What the task requires: Copy every one of the records below word for word, with nothing changed.

Information shown:
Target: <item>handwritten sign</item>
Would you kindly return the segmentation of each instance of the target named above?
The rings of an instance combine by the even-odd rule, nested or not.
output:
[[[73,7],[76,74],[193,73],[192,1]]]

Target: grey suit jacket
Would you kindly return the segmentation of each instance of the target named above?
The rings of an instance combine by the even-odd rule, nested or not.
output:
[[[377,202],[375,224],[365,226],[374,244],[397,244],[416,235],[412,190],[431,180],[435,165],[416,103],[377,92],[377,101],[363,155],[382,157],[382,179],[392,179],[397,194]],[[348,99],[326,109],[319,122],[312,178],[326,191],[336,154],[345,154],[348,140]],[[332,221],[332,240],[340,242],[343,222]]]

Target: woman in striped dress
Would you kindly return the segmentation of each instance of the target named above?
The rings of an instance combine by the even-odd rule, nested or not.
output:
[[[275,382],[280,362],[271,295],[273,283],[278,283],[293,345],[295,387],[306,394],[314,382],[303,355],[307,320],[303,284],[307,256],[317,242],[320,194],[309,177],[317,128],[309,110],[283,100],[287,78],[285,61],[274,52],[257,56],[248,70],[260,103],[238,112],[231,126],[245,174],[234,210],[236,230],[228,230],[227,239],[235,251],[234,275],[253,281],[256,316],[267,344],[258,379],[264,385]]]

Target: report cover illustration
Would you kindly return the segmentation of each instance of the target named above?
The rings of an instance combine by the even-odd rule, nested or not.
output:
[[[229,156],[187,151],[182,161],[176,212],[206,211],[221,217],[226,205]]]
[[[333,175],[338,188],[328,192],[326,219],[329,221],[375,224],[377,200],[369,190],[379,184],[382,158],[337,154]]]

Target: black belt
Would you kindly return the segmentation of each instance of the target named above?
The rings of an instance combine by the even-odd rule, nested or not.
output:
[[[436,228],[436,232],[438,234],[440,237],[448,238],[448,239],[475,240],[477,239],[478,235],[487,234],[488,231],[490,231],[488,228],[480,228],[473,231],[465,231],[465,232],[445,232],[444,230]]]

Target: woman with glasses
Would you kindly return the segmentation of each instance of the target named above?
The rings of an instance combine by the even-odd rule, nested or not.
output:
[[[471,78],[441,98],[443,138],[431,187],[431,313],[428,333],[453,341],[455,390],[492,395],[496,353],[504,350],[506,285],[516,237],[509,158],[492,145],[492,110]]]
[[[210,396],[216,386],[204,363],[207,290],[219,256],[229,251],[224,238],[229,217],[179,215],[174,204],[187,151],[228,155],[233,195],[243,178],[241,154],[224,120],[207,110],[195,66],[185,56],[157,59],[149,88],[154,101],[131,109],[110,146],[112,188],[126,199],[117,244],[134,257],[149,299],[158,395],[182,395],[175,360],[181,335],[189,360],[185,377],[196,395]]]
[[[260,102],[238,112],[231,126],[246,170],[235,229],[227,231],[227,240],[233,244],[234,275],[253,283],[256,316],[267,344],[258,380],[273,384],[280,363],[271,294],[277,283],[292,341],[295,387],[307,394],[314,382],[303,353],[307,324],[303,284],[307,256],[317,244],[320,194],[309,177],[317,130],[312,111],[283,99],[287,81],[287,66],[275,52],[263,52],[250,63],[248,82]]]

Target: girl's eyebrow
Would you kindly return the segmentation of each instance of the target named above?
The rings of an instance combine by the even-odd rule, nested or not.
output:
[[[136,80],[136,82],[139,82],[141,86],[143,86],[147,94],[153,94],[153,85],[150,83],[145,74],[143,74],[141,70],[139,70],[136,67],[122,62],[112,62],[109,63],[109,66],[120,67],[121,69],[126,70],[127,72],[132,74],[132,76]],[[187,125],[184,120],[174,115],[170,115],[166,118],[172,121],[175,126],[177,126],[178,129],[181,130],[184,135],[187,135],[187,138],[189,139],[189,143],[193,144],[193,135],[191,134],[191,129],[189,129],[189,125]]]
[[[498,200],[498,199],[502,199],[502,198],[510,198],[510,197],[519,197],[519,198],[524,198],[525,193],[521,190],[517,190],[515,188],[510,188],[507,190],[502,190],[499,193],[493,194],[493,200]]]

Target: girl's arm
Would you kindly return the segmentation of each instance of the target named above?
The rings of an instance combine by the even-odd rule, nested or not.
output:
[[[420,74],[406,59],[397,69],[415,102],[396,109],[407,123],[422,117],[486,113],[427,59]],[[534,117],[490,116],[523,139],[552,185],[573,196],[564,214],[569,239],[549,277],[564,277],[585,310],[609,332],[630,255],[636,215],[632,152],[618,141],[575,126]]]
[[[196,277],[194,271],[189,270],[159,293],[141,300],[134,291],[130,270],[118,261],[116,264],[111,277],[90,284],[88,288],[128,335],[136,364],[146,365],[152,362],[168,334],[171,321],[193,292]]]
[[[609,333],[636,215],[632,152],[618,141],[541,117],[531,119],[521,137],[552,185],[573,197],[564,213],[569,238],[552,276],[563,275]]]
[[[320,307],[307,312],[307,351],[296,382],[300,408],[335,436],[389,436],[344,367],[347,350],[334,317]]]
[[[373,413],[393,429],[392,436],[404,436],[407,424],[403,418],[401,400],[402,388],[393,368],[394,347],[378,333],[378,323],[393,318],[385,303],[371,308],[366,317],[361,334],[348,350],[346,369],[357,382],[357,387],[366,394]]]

Solution to this problem:
Target: <item>handwritten sign</item>
Would you kindly return the segmentation of each instance of the target named above?
The rings of an instance combine by the even-odd rule, nested or not.
output:
[[[73,7],[76,74],[193,73],[192,1]]]

Target: grey suit jacket
Would you kindly return the segmentation of each instance of the target named above?
The rings of an instance combine by the even-odd rule, nested or not.
output:
[[[377,202],[375,224],[365,226],[374,244],[397,244],[416,235],[412,190],[431,180],[435,165],[416,103],[377,92],[377,101],[363,155],[382,157],[382,179],[392,179],[397,194]],[[348,99],[326,109],[319,122],[312,178],[326,191],[336,154],[345,154],[348,140]],[[332,221],[332,240],[340,242],[343,222]]]

Target: woman in striped dress
Would you kindly return the segmentation of each instance of the target named above?
The rings of an instance combine by the even-odd rule, nested or not.
output:
[[[275,382],[280,362],[271,295],[273,283],[278,283],[293,345],[295,387],[306,394],[314,382],[303,355],[307,320],[303,284],[307,256],[317,242],[320,194],[309,177],[317,128],[309,110],[283,100],[287,78],[285,61],[274,52],[257,56],[248,70],[260,103],[238,112],[231,126],[245,174],[234,210],[236,230],[228,230],[227,239],[235,251],[234,275],[253,281],[256,316],[267,344],[258,379],[264,385]]]

Target: report cover illustration
Would you kindly return the segmentation of each instance of the target named above?
The rings of an instance combine by the even-odd rule, nested or not.
output:
[[[229,156],[187,151],[182,161],[176,212],[206,211],[221,217],[226,205]]]
[[[333,175],[338,188],[328,192],[326,219],[329,221],[375,224],[377,200],[369,190],[379,184],[382,158],[337,154]]]

Target: black belt
Would you kindly return the segmentation of each instance of the target named above?
The rings of an instance combine by the even-odd rule, nested or not.
output:
[[[436,228],[436,232],[438,234],[440,237],[448,238],[448,239],[475,240],[477,239],[478,235],[487,234],[488,231],[490,231],[488,228],[480,228],[473,231],[465,231],[465,232],[445,232],[444,230]]]

Target: woman with glasses
Would you kindly return the segmentation of each instance of the target named above?
The rings of an instance combine by the even-odd rule, nested or not.
output:
[[[471,78],[441,98],[443,138],[431,187],[431,313],[428,333],[453,341],[455,390],[492,395],[496,353],[504,350],[506,285],[516,237],[509,158],[492,145],[492,110]]]
[[[210,396],[216,386],[204,363],[207,290],[219,256],[229,251],[224,238],[229,217],[179,215],[174,204],[187,151],[228,155],[233,195],[243,178],[241,154],[224,120],[207,110],[195,66],[185,56],[157,59],[149,88],[154,101],[131,109],[110,146],[112,188],[126,199],[117,244],[134,257],[149,299],[158,395],[182,395],[175,360],[181,335],[189,360],[185,377],[196,395]]]
[[[260,102],[238,112],[231,126],[246,170],[235,229],[227,231],[227,240],[233,244],[234,275],[253,283],[256,316],[267,344],[258,380],[273,384],[280,363],[271,294],[277,283],[292,341],[295,387],[307,394],[314,382],[303,353],[307,324],[303,284],[307,256],[317,244],[320,194],[309,177],[317,130],[312,111],[283,99],[287,81],[287,66],[275,52],[263,52],[250,63],[248,82]]]

Target: girl's eyebrow
Would you kindly return the segmentation of each instance of the target named above?
The rings of an instance combine by the even-odd rule, nested or not.
output:
[[[136,80],[136,82],[139,82],[141,86],[143,86],[147,94],[153,94],[153,85],[150,83],[145,74],[143,74],[141,70],[139,70],[136,67],[122,62],[112,62],[109,63],[109,66],[120,67],[121,69],[126,70],[127,72],[132,74],[132,76]],[[187,125],[184,120],[174,115],[170,115],[166,118],[172,121],[175,126],[177,126],[178,129],[181,130],[184,135],[187,135],[187,138],[189,139],[189,143],[193,144],[193,135],[191,134],[191,129],[189,129],[189,125]]]
[[[498,200],[498,199],[502,199],[502,198],[510,198],[510,197],[519,197],[519,198],[524,198],[525,193],[521,190],[517,190],[515,188],[510,188],[507,190],[502,190],[499,193],[493,194],[493,200]]]

Target: girl's arm
Would you kindly return the segmentation of each instance of the target named above?
The rings of an instance combine by the even-odd rule, nested or not.
output:
[[[420,74],[406,59],[397,69],[415,102],[396,109],[407,123],[422,117],[486,113],[427,59]],[[534,117],[490,116],[523,139],[552,185],[573,196],[564,214],[569,239],[549,277],[564,277],[585,310],[609,332],[630,255],[636,215],[632,152],[618,141],[575,126]]]
[[[196,277],[194,271],[189,270],[159,293],[141,300],[134,291],[130,270],[118,261],[116,264],[111,277],[90,284],[88,288],[128,335],[136,364],[146,365],[152,362],[168,334],[171,321],[193,292]]]
[[[609,333],[636,215],[632,152],[618,141],[541,117],[531,119],[521,137],[552,185],[573,197],[564,213],[569,238],[552,276],[563,275]]]
[[[320,307],[307,312],[307,351],[296,382],[300,408],[335,436],[389,436],[344,367],[347,350],[334,317]]]
[[[373,413],[393,429],[392,436],[404,436],[407,424],[403,418],[401,400],[402,388],[393,368],[394,347],[378,333],[378,323],[393,318],[385,303],[371,308],[366,317],[361,334],[348,350],[346,369],[357,382],[357,387],[366,394]]]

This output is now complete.